ASSIGNED TASK: Send back every record exactly.

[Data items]
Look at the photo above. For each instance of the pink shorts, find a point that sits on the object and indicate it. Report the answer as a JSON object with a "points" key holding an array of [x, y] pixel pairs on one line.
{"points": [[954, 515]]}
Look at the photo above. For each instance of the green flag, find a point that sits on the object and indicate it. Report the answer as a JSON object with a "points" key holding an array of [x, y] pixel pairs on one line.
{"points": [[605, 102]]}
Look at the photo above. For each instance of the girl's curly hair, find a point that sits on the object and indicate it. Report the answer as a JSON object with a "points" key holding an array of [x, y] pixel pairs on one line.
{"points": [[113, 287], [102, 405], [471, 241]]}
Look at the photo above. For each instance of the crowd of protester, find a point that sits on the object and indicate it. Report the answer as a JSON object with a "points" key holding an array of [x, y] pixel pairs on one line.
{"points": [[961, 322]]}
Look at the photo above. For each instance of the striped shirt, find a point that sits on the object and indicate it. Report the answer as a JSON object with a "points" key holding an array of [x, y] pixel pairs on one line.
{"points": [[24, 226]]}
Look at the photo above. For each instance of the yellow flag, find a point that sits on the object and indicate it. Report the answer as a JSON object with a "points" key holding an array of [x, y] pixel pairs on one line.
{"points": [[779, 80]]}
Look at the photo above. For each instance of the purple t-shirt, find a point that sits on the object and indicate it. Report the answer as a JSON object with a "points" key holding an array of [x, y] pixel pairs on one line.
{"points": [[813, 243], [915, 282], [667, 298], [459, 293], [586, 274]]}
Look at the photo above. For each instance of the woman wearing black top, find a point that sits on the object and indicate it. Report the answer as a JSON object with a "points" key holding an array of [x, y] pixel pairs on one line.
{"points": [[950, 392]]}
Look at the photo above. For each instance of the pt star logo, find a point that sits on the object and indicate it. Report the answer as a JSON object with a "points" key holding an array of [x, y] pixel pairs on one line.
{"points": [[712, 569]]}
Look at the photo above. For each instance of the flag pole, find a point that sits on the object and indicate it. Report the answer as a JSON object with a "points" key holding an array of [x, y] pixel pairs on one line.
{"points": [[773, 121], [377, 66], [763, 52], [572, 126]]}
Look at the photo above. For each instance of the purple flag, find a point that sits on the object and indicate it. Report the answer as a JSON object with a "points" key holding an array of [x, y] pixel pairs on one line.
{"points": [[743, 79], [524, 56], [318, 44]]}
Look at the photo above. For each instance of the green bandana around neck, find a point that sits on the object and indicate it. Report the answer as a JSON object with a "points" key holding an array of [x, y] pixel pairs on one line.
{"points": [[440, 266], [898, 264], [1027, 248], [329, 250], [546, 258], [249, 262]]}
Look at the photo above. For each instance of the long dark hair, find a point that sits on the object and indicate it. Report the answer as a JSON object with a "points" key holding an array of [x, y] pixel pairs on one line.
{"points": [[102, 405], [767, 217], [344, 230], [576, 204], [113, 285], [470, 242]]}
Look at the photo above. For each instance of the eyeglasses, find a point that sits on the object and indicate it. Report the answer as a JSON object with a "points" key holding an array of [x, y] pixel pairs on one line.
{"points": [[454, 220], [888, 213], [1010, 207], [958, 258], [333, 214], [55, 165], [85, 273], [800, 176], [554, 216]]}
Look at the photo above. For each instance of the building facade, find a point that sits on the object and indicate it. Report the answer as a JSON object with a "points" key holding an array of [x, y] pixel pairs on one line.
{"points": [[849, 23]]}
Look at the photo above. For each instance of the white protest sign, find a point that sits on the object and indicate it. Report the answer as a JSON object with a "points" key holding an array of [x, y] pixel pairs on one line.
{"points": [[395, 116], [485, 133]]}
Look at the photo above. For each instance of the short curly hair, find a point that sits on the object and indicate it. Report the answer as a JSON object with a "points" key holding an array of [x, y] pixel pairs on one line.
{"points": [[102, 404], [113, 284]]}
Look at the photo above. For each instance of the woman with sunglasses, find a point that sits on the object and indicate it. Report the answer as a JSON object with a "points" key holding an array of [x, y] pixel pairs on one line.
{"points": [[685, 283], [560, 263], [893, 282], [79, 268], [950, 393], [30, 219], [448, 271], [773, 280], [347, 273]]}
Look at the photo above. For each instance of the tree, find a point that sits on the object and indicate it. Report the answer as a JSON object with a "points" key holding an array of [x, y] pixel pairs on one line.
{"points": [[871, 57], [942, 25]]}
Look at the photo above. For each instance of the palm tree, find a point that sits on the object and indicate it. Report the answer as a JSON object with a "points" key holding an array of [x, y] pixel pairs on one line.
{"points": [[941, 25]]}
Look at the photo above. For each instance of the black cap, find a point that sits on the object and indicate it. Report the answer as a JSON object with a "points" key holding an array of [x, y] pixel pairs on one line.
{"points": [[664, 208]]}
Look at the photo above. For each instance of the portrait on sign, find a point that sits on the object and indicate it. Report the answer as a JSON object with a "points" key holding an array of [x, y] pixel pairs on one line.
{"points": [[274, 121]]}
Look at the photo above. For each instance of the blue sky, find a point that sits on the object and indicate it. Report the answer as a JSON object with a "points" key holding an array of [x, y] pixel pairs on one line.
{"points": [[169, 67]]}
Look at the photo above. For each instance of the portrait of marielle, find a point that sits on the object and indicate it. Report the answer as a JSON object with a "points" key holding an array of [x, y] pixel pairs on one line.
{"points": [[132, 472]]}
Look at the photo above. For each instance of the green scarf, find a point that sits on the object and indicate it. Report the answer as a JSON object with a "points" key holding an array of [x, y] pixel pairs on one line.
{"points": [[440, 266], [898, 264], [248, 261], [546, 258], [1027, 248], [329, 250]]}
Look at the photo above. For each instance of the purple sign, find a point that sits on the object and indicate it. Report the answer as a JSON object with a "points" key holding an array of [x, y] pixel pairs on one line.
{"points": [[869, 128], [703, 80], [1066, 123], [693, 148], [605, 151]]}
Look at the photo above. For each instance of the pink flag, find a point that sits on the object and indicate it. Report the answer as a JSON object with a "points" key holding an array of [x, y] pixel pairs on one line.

WRITTEN ANSWER:
Look at the photo above. For each instance of the pink shorts, find a point that sits on the object and indicate it. Report the answer as a JSON object with a "points" key holding an array of [x, y] pixel pairs on one line.
{"points": [[954, 515]]}
Look at the photo above. For each instance of the green flag, find a point that sits on the object and indicate it. Report the answer as a JSON object with a "points" key holding an array of [x, y] pixel pairs on one line.
{"points": [[605, 102]]}
Look at the photo above. For each instance of the girl's curly hair, find a point that sits on the object and indicate it. Report the answer as a JSON object with a "points" key holding an array of [x, y] pixel pairs on one line.
{"points": [[113, 287], [102, 405], [471, 241]]}
Look at the photo above. For each instance of the crowd of protester, find a point that sits on the object and indicate it. Report the answer as a JSON object with a "points" key holding an array of [x, y] pixel pairs on one line.
{"points": [[961, 322]]}
Look at the photo above. For each instance of the striped shirt, find a point that sits on the object and indicate it. Report the answer as a JSON object with a "points" key holding an array of [x, y] pixel pairs on one line.
{"points": [[24, 226]]}
Look at the photo above. For each instance of the yellow flag, find a point that sits on the object and indicate it. Report the answer as a JSON object with a "points" key holding an array of [x, y] pixel pairs on one line.
{"points": [[779, 80]]}
Look at the photo above. For each instance of the purple t-shirt, find a point that sits on the object and indicate it. Report the answer as a JSON object with a "points" key holding an array of [x, y] pixel pairs on one line.
{"points": [[813, 243], [915, 282], [667, 298], [459, 293], [586, 274]]}
Look at the photo above. For each instance of the woman wearing black top, find a point that sits on the object and indicate it. Report the answer as a JSON object with a "points" key holding an array of [x, y] pixel pairs on one line.
{"points": [[950, 392]]}
Look at the photo above. For each instance of the pt star logo, find a point that sits on the object and indicate it. Report the answer as a JSON object with a "points" key holding an array of [x, y] pixel pairs on one line.
{"points": [[712, 569]]}
Look at the photo above. For each instance of the flag pole, find a point that sits on the object and indicate it. Report the answer as a JSON object with a "points" key holding an array of [x, y] pixel pairs on one line.
{"points": [[773, 121], [377, 66], [763, 52], [572, 126]]}
Look at the photo above. For each instance of the purple flag, find a point that sits on the object and indicate it. Report the answer as a JSON object with a "points" key holding an array of [x, y] pixel pairs on one line.
{"points": [[743, 79], [524, 56], [318, 44]]}
Look at the photo above. For each instance of the green bandana around neck, find a point that sits on the object and indicate it. Report the answer as a JSON object with a "points" key holding an array of [x, y] pixel pairs on one line.
{"points": [[440, 266], [898, 264], [1027, 248], [329, 250], [546, 258], [249, 262]]}
Look at the photo above. For each instance of the long dark hair, find a point that sits on the object and indicate it. Report the answer as a JSON object with a "points" key holding an array of [x, y] pixel pairs on one line.
{"points": [[102, 405], [767, 217], [344, 230], [576, 204], [113, 285], [470, 242]]}
Look at the photo above. For each instance of the eyeglasses, find a point that sits on the object and indicate it. Report the answer as a JSON object with a "points" key holding an array of [x, y] pixel pairs on one line.
{"points": [[454, 220], [888, 213], [1010, 207], [958, 258], [333, 214], [55, 165], [85, 273], [800, 176], [554, 216]]}
Look at the photo above. For each instance of the building facade, find a point that sits on the object and indicate it. Report the answer as a JSON object with a "points" key holding an array of [x, y] pixel pairs on one line.
{"points": [[849, 23]]}
Look at the photo above. For each instance of the white protest sign, find a point that sits on the object and indicate it. Report the answer as a JSON object with a "points" key holding an array of [x, y] pixel pairs on one line.
{"points": [[395, 116], [485, 133]]}
Look at the photo above. For each instance of the short curly hair, find a point that sits on the object and indicate it. Report the answer as a JSON object with a "points" key holding an array of [x, y] pixel pairs on one line.
{"points": [[102, 404], [113, 284]]}
Look at the photo above. For each instance of the woman with sunglasses, find a point that sits on the object and indicate it. Report the answer as a JSON object with a "points" key holding an array of [x, y] pixel pairs on one line.
{"points": [[685, 283], [560, 263], [893, 282], [79, 268], [950, 393], [30, 219], [448, 271], [773, 280], [347, 273]]}
Look at the photo above. For each instance of the tree, find a point that sits on the object and indicate it. Report the answer as a JSON object with a "points" key holding an array of [x, y] pixel pairs on one line.
{"points": [[871, 57], [942, 25]]}
Look at the photo above. For each instance of the palm tree, find a point that sits on the object and indicate it. Report the answer as a JSON object with a "points" key holding an array of [x, y] pixel pairs on one line.
{"points": [[941, 25]]}
Look at the photo above. For each instance of the black cap, find a point that sits on the object and indicate it. Report the answer as a JSON object with a "points" key holding an array of [x, y] pixel pairs on one line.
{"points": [[664, 208]]}
Look at the photo above. For each instance of the portrait on sign, find a point that sits on the object and indicate it. Report the answer as a JSON object with a "points" key holding an array of [x, y] pixel pairs on one line.
{"points": [[274, 121]]}
Look at the photo above. For each instance of the blue sky, find a point that sits on the object and indicate it. Report the answer as a JSON object with a "points" key holding an array of [x, y] pixel pairs on one line.
{"points": [[169, 67]]}
Look at the photo above. For each instance of the portrait of marielle, find a point that sits on the object and indicate it. Report the answer as a JSON object with a "points" key holding an array of [x, y] pixel pairs on one line.
{"points": [[132, 472]]}
Look at the photo above. For each instance of the green scarf, find a point that sits on the object and indicate it. Report the answer as a JSON object with a "points" key holding an array of [x, y] pixel pairs on one line.
{"points": [[440, 266], [898, 264], [248, 261], [546, 258], [1027, 248], [329, 250]]}
Look at the photo above. For each instance of the purple sign, find a point that sits on the object and indicate it. Report the answer as a JSON object with a "points" key holding an array of [x, y] pixel pairs on one line.
{"points": [[869, 128], [703, 80], [1066, 123], [693, 148], [605, 151]]}
Look at the photo above. For each instance of the pink flag, find a point that sits on the object and indicate it. Report the answer as a JSON object with a "points" key holding an array of [x, y] pixel pairs on one line.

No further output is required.